→ **Short problem A**
Print everything in the thread about the sticking skid steer pedal from "## jomama45 (Dec" down to "you're at it.".
→ **Short problem B**
In the thread about the sticking skid steer pedal, which machine does the original poster own?

→ **Given text**
== == ==

# Skid steer hydraulic pedal is sticking



## Camden (Mar 10, 2007)

John Deere 250, the pedal that controls the raise and lift is starting to stick. Am I missing a grease zerk or is that a sign of wear? I raised the cab on it when the problem first started and I couldn't see anything wrong.

Has this happened to any of you and if so what was the solution?


----------



## IMAGE (Oct 21, 2007)

Fluid film the hinges?


----------



## BlizzardBeater (Aug 29, 2010)

Is it slow in returning back to rest or is it staying stuck like it was locked in place to where you pushed it?


----------



## Camden (Mar 10, 2007)

BlizzardBeater;1288866 said:


> Is it slow in returning back to rest or is it staying stuck like it was locked in place to where you pushed it?


It locks into place both up and down.


----------



## blowerman (Dec 24, 2007)

Lube and lots of it!
Oh, and lots of it!


----------



## jomama45 (Dec 25, 2008)

Buy a Bobcat..............Thumbs Up


Sorry, I mean check the linkage closely under the cab, lube it well, and clean all the crap out from under the pedal while you're at it.


----------



## Camden (Mar 10, 2007)

For as little as I use the thing I shouldn't be having issues....then again, maybe that's the problem 

I'll pop the cab up and grease the heck out of it with a needle tipped gun.


----------



## alldayrj (Feb 28, 2010)

I sprayed all the links and cables under the cab when it happened on the new Gehl


----------



## BlizzardBeater (Aug 29, 2010)

Check the linkage under the cab to make sure its not bent and forced up against a bracket. Lube the pivot and make sure its not gummed up. Disconnect the cable if possible to eliminate anything past the cable. Does it do it running and shut off or just when its running?


----------



## JD Dave (Mar 20, 2007)

Fluid Film will help more then the needle on your grease gun. I think it's from lack of use we run into that with a lot of our stuff. Your wiener probably suffers from lack of use also. LOL


----------



## mrv8outboard (Dec 29, 2009)

The detents in the control valve are rusted. They are in the covers attached to the main body of the control valve.


----------

== == ==

Records from a collection
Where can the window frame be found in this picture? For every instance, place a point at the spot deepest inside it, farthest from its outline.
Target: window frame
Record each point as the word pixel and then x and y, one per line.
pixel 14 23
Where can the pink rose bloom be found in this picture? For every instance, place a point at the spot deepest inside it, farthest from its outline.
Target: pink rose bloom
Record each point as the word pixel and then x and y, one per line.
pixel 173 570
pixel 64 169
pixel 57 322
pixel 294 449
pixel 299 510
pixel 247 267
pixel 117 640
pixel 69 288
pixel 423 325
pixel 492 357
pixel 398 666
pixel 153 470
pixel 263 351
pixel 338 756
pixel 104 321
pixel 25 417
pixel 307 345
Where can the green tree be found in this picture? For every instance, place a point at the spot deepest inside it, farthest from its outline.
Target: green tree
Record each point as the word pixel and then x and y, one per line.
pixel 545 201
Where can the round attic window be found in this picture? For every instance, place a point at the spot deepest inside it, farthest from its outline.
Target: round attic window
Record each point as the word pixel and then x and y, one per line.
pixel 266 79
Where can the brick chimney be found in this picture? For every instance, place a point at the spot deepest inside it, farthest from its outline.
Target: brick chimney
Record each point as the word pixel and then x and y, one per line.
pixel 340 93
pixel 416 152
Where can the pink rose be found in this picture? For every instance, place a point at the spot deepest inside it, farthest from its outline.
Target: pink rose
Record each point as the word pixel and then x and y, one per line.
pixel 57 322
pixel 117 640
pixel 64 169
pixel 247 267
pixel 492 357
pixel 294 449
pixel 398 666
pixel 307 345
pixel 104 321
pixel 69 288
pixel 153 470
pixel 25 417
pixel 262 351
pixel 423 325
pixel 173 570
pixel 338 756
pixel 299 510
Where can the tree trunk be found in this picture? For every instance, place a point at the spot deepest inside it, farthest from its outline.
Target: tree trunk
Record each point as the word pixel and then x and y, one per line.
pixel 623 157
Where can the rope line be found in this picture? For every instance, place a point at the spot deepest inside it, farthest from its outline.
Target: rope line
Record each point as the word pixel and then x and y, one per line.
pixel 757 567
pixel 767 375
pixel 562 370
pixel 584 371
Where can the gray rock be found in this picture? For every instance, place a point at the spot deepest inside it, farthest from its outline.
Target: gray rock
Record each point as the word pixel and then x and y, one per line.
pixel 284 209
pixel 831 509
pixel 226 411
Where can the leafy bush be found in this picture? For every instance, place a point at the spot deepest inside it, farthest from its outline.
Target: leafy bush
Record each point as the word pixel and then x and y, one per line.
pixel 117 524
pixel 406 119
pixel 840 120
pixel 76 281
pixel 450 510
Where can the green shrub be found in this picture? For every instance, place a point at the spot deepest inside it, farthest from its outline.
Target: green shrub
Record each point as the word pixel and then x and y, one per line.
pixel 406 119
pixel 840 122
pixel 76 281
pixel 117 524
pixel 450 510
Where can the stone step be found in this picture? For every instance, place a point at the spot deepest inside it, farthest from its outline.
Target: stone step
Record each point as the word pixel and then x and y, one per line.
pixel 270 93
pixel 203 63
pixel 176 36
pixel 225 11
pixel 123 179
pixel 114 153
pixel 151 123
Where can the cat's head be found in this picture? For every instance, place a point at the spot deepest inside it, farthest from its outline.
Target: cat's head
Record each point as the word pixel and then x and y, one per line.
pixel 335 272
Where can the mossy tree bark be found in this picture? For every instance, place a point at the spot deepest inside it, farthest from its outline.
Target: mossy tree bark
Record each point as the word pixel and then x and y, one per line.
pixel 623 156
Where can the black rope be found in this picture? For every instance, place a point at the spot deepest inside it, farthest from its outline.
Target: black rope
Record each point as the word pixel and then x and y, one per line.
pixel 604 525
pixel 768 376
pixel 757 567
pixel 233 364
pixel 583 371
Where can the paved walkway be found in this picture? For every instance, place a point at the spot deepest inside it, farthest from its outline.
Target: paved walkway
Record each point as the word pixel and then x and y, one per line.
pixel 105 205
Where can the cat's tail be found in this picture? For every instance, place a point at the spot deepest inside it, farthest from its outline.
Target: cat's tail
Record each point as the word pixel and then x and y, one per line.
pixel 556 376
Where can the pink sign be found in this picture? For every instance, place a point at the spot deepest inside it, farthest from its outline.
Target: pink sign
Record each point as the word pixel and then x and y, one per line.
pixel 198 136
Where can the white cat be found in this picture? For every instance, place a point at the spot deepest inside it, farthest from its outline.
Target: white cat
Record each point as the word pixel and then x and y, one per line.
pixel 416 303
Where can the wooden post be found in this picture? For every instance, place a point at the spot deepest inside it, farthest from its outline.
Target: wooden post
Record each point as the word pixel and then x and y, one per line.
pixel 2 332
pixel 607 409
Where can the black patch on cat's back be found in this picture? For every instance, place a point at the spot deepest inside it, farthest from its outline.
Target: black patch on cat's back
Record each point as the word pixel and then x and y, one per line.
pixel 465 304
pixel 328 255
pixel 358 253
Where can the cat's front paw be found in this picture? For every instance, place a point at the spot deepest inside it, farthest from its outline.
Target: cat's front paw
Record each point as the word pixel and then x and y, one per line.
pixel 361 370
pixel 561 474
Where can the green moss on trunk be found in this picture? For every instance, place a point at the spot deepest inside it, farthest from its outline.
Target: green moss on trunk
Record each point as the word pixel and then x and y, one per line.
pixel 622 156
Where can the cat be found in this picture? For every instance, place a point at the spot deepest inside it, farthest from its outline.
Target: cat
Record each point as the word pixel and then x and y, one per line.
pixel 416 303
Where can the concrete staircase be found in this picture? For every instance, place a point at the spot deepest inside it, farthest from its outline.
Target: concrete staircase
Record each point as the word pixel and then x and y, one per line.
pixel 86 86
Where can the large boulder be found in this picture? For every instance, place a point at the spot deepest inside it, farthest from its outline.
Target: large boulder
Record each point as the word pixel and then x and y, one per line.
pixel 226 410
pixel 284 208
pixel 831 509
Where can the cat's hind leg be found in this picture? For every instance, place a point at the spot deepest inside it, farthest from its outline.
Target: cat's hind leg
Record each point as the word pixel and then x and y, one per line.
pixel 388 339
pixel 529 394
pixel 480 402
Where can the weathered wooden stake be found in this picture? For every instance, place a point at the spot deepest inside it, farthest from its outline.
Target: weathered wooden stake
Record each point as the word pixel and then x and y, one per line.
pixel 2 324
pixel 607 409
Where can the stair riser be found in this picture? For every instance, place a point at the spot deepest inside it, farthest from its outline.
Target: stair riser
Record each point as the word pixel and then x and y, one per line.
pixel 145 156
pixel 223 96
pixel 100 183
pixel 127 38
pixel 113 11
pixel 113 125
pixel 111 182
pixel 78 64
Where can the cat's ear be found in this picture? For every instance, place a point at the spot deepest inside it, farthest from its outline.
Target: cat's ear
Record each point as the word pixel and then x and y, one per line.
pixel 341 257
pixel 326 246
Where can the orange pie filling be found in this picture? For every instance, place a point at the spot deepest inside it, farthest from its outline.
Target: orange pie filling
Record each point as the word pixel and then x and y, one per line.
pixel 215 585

== == ==

→ **Exercise output A**
## jomama45 (Dec 25, 2008)

Buy a Bobcat..............Thumbs Up


Sorry, I mean check the linkage closely under the cab, lube it well, and clean all the crap out from under the pedal while you're at it.

→ **Exercise output B**
A John Deere 250.